Excerpted text:
↓

Date:  Mon, 2 Apr 2001 19:11:51 -0400 (EDT)
From:  Laura Wagner <wagner at xp.psych.nyu.edu>
Subject:  Review of Bowerman & Levinson

Bowerman, Melissa, and Stephen Levinson, ed. (2001) Language
Acquisition and Conceptual Development.  Cambridge University Press.

Reviewed by Laura Wagner, NYU

	This book contains 19 papers (plus an introductory overview of
them by Levinson) considering the connection between language acquisition
and conceptual development.  For the majority of the papers, the
perspective taken is neo-Whorfian: the process of language acquisition
helps to structure the concepts being developed.  There are too many
papers in this volume to review them all separately, so instead I will
consider them grouped by the sections in which they appear in the book.
I want to apologize at the outset, therefore, because this approach leads
me to focus on the common themes across the papers which has often forced
me to omit many interesting particular arguments the papers have to offer.

↑

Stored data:

↓

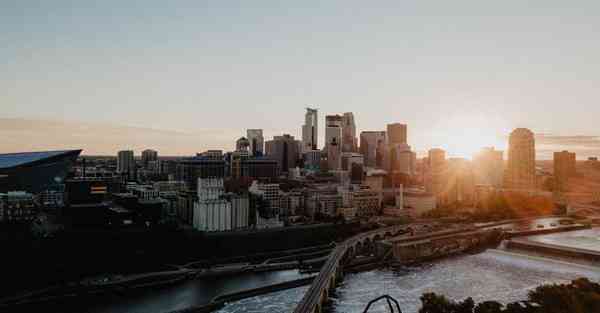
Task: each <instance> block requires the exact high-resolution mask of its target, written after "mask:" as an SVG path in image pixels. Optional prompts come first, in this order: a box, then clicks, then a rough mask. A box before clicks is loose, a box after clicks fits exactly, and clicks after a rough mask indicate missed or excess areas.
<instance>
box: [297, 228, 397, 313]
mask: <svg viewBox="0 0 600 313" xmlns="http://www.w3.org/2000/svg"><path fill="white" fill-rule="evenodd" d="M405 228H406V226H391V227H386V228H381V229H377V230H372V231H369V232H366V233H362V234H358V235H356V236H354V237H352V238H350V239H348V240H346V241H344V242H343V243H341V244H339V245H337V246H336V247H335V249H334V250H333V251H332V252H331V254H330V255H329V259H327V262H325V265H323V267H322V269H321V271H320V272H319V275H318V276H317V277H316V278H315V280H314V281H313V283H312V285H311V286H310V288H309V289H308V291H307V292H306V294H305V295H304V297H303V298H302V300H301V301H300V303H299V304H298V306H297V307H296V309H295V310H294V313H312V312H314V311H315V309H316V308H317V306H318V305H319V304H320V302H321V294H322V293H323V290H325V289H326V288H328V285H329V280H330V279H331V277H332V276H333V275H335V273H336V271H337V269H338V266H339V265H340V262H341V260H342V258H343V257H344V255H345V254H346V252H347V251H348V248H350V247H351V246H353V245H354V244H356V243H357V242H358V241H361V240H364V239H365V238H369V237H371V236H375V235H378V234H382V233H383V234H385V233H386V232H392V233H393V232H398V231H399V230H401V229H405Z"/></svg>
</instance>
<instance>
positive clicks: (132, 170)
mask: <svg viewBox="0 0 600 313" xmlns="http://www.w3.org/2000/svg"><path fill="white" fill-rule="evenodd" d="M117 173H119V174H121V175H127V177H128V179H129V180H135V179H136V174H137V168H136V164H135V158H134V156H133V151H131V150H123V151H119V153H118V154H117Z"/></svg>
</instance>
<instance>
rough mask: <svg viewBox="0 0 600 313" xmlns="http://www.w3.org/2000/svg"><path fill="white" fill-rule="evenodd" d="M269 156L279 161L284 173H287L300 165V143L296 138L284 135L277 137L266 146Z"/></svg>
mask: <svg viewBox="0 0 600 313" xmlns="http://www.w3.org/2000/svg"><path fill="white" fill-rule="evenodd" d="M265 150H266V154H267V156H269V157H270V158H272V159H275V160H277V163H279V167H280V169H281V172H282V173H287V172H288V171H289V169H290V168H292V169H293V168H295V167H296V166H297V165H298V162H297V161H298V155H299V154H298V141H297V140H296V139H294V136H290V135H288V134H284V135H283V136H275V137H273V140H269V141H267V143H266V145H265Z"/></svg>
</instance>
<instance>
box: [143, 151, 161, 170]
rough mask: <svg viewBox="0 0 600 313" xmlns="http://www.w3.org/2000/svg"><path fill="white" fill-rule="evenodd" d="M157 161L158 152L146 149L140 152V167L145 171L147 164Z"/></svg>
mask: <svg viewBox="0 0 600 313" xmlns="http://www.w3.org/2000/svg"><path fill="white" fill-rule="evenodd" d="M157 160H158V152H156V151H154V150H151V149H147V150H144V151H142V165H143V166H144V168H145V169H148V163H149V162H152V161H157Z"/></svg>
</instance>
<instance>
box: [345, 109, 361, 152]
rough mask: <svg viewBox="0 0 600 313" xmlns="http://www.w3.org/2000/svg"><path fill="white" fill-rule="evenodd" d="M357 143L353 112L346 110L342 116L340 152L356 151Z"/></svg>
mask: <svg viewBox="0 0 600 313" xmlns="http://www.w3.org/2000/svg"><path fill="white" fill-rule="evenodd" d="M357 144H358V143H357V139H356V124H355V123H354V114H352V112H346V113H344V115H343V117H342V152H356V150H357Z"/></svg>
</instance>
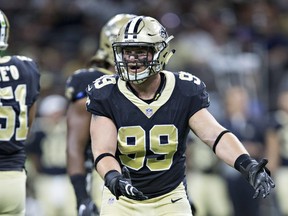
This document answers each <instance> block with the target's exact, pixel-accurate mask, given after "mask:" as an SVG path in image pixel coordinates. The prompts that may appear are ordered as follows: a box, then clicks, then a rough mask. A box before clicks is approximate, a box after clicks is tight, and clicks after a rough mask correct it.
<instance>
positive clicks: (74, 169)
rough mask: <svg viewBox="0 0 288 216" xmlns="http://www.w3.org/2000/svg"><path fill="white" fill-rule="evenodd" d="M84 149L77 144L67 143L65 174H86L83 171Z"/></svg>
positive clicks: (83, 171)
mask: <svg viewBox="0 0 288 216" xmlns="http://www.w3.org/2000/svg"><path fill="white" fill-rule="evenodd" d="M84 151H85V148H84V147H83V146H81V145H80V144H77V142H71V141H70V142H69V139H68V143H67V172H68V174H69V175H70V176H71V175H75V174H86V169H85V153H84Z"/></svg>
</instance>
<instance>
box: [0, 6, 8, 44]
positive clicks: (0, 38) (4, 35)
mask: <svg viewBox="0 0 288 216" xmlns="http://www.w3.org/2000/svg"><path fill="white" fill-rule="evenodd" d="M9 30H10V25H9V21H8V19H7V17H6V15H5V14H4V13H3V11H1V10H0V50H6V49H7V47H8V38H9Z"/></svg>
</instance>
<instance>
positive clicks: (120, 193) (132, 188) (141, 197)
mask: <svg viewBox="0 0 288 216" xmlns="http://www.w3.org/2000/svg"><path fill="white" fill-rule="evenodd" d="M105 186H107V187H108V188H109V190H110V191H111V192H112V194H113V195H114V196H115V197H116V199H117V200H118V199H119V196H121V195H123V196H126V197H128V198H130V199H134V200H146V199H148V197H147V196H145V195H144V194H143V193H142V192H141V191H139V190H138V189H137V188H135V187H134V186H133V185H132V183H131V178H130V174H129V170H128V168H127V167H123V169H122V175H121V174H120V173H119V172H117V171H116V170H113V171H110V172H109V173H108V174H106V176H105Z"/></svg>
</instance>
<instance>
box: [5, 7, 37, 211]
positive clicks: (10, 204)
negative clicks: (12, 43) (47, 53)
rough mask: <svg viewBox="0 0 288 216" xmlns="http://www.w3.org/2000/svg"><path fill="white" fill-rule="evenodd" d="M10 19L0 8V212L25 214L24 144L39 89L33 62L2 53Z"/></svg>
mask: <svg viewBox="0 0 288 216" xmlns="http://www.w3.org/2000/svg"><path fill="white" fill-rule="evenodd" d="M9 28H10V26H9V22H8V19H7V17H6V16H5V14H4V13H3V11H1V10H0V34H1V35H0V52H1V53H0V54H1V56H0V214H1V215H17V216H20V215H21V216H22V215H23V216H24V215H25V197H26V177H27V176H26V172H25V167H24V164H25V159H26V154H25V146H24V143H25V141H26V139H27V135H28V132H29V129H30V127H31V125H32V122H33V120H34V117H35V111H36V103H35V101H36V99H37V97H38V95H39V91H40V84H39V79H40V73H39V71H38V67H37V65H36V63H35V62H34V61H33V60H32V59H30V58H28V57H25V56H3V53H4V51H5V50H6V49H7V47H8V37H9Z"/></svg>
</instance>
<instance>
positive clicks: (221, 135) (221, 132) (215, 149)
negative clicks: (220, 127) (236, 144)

↑

Parts of the exercise:
[A] Please answer these questions about the book review:
(i) How many papers does the reviewed book contain?
(ii) Who wrote the introductory overview of the papers?
(iii) Which press published the book?
[B] Copy the part of the book review starting at "Reviewed by Laura" and ending at "have to offer.".
[C] Continue the book review from its last sentence.

Answer list:
[A]
(i) 19
(ii) Levinson
(iii) Cambridge University Press

[B]
Reviewed by Laura Wagner, NYU

	This book contains 19 papers (plus an introductory overview of
them by Levinson) considering the connection between language acquisition
and conceptual development.  For the majority of the papers, the
perspective taken is neo-Whorfian: the process of language acquisition
helps to structure the concepts being developed.  There are too many
papers in this volume to review them all separately, so instead I will
consider them grouped by the sections in which they appear in the book.
I want to apologize at the outset, therefore, because this approach leads
me to focus on the common themes across the papers which has often forced
me to omit many interesting particular arguments the papers have to offer.

[C]
Contents

Part 1: Foundational Issues

	The first three papers consider the impact of having language
itself on one's conceptual abilities.  The paper by Langer compares
primate and human conceptual development.  This paper serves as a useful
anchor for the collection by reminding the reader both of our evolutionary
ancestry (we share many concepts with primates) and of the special role
that language plays in defining us as a species.  Gopnik's paper reviews
her "Theory Theory" view of conceptual development and the role that
emerging language plays in helping children shape their theories of how
the world works.  The final paper in this section, by Spelke & Tsivkin,
considers the role that language might play in connecting our conceptual
abilities.  They review their research showing that children with limited
language, like rats (and also adults engaged in a verbal shadowing task),
can't use landmarks to help them orient in a room although their ability
to use geometric information is preserved.  They argue that many complex
concepts (including ones like "to the left of the blue wall") are composed
of simpler concepts which can be combined only by means of language.  The
Spelke & Tsivkin paper takes what is perhaps the most radical stance in
the book: they claim that there are some concepts -- including some
apparently simple spatial relations -- that just can't be thought without
language.


Part 2:  Constraints on Word Learning?

	This section consists of three papers aimed at showing that no
language specific constraints are necessary to explain word learning.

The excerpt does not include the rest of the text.